INFORMATION SHOWN:
_ _ _ _

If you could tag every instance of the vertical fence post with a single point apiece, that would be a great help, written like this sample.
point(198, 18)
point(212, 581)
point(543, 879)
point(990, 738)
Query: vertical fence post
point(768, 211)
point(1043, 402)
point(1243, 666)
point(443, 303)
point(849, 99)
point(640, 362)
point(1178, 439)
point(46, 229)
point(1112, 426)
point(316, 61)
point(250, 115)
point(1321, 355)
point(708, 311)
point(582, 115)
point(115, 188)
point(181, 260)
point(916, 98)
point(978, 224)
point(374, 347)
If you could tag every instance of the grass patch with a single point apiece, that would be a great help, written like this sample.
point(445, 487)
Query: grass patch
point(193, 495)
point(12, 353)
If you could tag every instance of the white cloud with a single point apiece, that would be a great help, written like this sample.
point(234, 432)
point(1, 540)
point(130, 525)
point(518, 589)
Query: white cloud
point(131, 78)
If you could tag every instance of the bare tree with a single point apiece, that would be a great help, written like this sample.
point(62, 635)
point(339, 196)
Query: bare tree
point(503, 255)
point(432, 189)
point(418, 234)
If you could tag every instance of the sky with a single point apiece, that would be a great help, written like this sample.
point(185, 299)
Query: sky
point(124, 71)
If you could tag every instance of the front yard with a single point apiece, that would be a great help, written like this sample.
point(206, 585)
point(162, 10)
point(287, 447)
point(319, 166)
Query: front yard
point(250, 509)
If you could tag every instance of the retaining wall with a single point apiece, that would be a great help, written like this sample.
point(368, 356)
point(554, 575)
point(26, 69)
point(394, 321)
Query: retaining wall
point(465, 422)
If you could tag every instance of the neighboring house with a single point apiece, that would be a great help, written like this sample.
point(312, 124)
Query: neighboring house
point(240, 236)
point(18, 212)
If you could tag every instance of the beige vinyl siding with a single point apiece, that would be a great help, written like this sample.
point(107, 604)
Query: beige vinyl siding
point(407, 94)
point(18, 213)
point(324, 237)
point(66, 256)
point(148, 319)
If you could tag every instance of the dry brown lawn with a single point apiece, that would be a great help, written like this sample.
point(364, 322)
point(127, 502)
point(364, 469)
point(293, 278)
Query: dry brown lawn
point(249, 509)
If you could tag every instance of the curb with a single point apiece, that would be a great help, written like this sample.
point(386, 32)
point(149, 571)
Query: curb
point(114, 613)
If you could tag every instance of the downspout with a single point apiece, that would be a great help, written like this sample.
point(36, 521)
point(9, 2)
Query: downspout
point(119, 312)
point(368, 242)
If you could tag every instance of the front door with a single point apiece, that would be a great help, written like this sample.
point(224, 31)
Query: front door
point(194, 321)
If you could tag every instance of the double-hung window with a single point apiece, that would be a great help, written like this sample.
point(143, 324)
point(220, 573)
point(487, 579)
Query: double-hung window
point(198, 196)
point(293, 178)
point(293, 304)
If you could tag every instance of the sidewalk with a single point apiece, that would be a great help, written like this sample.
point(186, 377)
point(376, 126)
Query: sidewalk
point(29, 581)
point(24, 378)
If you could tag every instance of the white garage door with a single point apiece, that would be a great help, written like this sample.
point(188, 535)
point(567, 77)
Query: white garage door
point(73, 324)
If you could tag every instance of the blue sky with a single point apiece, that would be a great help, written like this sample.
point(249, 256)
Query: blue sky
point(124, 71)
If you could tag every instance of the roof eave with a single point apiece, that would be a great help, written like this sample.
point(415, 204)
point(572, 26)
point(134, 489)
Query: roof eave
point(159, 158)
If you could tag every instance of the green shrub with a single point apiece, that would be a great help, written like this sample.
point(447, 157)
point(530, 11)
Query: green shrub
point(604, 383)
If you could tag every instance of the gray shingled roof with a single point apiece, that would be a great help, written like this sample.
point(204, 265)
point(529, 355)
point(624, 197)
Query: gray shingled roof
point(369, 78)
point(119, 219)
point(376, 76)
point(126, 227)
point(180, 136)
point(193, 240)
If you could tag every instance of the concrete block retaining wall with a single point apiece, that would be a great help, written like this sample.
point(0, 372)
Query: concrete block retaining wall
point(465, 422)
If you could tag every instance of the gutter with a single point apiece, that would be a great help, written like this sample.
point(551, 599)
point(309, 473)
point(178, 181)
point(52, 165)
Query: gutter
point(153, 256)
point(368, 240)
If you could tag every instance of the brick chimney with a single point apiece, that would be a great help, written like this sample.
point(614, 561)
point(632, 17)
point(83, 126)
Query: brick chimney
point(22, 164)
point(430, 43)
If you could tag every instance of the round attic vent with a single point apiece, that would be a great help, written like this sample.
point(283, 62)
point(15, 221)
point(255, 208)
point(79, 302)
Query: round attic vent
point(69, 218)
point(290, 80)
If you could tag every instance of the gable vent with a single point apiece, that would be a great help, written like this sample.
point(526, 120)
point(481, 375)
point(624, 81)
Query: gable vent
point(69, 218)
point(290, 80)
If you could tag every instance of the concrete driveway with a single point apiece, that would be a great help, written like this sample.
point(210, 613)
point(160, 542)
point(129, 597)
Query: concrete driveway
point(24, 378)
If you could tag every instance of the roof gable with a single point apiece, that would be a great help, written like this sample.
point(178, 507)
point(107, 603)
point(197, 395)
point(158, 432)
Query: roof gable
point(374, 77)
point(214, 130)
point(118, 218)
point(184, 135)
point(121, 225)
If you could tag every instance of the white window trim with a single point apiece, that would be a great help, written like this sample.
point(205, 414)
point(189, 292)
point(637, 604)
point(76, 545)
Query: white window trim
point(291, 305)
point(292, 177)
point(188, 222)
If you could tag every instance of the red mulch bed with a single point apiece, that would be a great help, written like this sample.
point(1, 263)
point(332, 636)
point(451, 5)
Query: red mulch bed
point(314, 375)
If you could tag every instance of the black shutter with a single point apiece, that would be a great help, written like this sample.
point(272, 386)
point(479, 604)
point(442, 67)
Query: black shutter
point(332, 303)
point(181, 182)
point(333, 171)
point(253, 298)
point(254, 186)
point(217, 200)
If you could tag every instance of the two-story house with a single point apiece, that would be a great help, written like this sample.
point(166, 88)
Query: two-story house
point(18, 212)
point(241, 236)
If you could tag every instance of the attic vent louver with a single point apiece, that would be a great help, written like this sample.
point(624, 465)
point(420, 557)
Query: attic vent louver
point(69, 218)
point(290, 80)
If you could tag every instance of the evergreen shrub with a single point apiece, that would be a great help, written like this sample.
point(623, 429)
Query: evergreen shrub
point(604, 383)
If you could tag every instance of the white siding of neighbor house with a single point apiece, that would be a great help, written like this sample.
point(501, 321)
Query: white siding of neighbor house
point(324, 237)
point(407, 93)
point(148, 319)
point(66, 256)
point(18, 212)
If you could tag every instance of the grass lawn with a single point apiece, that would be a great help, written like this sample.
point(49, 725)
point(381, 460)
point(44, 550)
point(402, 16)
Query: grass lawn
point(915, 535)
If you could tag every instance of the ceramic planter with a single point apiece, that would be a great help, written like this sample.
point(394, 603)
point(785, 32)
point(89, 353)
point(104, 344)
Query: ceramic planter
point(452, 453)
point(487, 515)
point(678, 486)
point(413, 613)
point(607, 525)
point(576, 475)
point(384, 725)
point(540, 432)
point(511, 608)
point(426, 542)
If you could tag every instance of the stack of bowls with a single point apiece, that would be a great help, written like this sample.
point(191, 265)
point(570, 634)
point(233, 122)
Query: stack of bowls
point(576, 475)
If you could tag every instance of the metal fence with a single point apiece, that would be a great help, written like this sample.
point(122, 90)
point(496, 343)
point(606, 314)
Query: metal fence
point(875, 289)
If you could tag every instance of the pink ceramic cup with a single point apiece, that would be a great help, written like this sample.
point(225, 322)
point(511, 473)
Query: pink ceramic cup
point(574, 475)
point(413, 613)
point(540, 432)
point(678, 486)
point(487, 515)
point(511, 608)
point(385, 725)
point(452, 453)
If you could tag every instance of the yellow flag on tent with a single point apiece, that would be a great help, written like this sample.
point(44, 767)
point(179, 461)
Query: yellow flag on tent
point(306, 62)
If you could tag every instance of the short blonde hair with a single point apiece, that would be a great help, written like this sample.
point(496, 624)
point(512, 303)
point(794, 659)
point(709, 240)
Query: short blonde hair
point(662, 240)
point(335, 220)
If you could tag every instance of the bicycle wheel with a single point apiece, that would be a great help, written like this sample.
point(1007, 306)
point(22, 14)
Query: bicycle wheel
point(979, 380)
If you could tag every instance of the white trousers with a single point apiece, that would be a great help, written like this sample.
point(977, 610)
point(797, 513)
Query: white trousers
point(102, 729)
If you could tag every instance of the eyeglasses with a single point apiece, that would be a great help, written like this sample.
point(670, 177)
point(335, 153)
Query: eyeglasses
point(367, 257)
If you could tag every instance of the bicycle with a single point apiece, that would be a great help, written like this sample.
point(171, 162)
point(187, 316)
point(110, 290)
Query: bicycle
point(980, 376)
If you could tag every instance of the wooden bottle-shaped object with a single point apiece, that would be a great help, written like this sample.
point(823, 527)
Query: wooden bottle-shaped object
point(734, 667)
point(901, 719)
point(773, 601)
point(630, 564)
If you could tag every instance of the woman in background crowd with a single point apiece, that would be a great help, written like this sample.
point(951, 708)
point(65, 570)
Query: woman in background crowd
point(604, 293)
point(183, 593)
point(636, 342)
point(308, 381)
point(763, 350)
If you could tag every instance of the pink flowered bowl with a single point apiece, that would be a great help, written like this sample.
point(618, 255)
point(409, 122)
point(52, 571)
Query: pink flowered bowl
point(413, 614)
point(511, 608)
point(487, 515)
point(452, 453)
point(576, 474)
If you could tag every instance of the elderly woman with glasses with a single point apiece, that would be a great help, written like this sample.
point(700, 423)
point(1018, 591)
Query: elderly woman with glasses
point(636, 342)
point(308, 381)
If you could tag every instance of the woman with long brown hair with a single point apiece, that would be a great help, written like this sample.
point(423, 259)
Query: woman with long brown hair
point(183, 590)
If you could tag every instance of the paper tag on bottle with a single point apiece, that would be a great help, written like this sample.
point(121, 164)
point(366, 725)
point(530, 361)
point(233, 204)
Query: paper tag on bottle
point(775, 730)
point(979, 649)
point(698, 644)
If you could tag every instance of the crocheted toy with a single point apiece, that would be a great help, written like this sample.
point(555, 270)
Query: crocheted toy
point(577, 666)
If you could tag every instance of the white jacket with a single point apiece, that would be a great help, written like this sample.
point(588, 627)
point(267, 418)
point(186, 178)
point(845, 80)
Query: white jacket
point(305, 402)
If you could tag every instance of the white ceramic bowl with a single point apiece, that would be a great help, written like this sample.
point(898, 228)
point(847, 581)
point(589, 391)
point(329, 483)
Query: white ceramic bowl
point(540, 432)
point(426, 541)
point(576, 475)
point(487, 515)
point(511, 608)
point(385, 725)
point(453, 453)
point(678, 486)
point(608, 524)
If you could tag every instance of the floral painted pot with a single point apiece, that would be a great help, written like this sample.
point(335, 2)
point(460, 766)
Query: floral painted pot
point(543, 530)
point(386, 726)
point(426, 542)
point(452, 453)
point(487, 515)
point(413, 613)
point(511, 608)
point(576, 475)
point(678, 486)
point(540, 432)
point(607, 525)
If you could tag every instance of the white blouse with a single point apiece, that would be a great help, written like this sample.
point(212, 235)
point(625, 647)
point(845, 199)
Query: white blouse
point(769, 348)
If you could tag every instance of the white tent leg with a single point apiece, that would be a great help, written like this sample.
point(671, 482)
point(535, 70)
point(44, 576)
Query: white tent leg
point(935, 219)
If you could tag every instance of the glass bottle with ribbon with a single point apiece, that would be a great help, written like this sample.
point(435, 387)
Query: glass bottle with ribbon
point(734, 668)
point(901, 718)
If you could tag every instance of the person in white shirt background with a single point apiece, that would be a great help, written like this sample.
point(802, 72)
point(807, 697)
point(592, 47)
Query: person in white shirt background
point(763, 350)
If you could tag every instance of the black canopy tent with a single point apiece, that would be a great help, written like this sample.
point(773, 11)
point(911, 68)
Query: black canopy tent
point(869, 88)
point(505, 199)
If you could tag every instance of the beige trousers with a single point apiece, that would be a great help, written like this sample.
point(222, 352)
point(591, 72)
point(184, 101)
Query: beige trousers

_ _ _ _

TASK TO COMPLETE: Give the entries as a JSON list of strings, one string per line and no blank lines, starting with the line that contains "If you could tag every instance of the glass" and going through the last line of the entries.

EXPECTED ANSWER:
[
  "If you could tag every instance of the glass bottle with ribbon with a single point apiece, that would be a great help, written like this sample.",
  "point(435, 387)",
  "Query: glass bottle with ribbon",
  "point(734, 668)",
  "point(901, 718)",
  "If you could tag every instance of the person in white shirt background with a single point apiece, that would be a great help, written like this sample.",
  "point(802, 72)",
  "point(807, 697)",
  "point(592, 47)",
  "Query: person in white shirt background",
  "point(763, 350)",
  "If you could tag every instance of the black canopy tent with a single point apiece, that would be a great help, written like this sample.",
  "point(773, 11)",
  "point(911, 68)",
  "Query: black canopy tent",
  "point(869, 88)",
  "point(505, 199)",
  "If you could tag every instance of the beige trousers with a single point apiece, that would be a great help, written like this sample.",
  "point(222, 352)",
  "point(591, 72)",
  "point(184, 101)",
  "Query: beige trousers"
]